[Supplied information]

==================================================

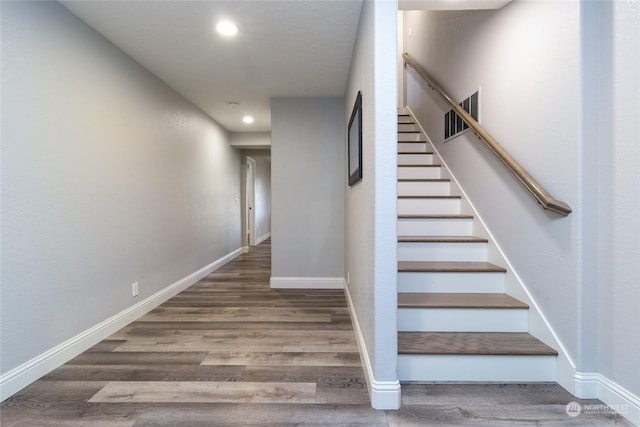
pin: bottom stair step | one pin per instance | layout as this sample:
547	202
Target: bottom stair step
472	343
473	356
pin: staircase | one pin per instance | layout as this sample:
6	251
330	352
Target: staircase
455	323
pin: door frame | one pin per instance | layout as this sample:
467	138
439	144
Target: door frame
250	199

==================================================

[About this exercise]
Every line of the data should be transcribed exactly. Omit the images.

[Your response]
pin: bottom stair step | one pin per instance | layout as this sample:
547	202
Target: bottom stair step
472	343
473	356
pin: staircase | one pin per instance | layout as this sample:
6	251
330	352
Target: staircase
455	323
pin: door frame | one pin per instance | layout as this sample:
467	138
439	144
Target: door frame
250	199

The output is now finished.